Directions for this task:
Please quote word for word the lines from the one containing "target | woman in pink blouse" through the one containing "column 616, row 219", including both of those lines and nothing outside them.

Input material:
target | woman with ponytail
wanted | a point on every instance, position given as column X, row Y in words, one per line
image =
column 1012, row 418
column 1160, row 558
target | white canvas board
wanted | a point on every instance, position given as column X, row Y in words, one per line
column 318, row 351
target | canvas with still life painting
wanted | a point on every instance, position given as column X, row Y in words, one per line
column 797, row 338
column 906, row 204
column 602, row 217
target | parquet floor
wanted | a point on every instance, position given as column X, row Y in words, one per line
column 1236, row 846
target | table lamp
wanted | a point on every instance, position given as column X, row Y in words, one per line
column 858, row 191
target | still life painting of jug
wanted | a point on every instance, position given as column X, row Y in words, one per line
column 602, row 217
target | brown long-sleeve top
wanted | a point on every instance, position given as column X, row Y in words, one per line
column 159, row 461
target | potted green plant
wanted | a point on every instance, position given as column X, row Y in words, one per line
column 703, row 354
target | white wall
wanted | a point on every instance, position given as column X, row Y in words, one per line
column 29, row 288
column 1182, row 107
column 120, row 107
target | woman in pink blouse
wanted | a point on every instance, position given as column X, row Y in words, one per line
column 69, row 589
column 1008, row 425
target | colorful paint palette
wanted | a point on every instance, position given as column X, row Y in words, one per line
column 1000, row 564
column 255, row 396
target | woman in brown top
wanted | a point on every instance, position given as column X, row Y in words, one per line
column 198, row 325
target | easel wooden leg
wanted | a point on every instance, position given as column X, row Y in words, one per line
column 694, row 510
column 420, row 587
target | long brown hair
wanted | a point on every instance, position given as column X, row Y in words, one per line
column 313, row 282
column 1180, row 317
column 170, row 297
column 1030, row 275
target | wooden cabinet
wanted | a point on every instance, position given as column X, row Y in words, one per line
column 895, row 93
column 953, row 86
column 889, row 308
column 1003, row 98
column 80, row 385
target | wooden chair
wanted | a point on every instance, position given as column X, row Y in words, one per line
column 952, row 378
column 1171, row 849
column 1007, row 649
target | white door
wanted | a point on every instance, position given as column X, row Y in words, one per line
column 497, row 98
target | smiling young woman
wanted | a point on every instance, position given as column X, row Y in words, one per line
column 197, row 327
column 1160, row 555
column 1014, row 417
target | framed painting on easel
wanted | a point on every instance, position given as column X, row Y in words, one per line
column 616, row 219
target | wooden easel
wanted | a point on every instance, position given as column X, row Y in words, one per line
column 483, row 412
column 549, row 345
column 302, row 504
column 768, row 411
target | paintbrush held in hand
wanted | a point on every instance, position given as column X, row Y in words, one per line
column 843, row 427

Solved problem:
target | woman in pink blouse
wanted | a point on every instance, position given as column X, row Y in words, one per line
column 69, row 589
column 1008, row 425
target | colorful paint palette
wanted | a point on every instance, position given as column X, row Y in words, one per line
column 1000, row 564
column 255, row 396
target | woman in brown top
wanted | a point on every instance, position given as column X, row Y in words, one per line
column 198, row 325
target | easel wooden leg
wanted | a point on every instance, position given as column X, row Y in words, one per line
column 694, row 510
column 420, row 587
target | long brown hair
wanted | a point on every instance, position given as column X, row Y in words, one per line
column 313, row 282
column 1180, row 317
column 170, row 297
column 1030, row 275
target | wooden cabinet
wanted | a point on every instance, position given as column X, row Y in words, one per line
column 895, row 93
column 953, row 86
column 889, row 308
column 1003, row 98
column 80, row 385
target | wooden chair
wanted | a point on every instance, position given as column X, row Y in words, one per line
column 952, row 378
column 1171, row 849
column 1007, row 649
target | white door
wanted | a point on every instance, position given as column X, row Y in words, one per line
column 497, row 98
target | smiling young woman
wanted | a point on every instance, position given as column X, row Y in words, one per line
column 197, row 327
column 1160, row 555
column 1014, row 417
target | framed painting on easel
wanted | a point on every instance, position given as column X, row Y in words, one per line
column 616, row 219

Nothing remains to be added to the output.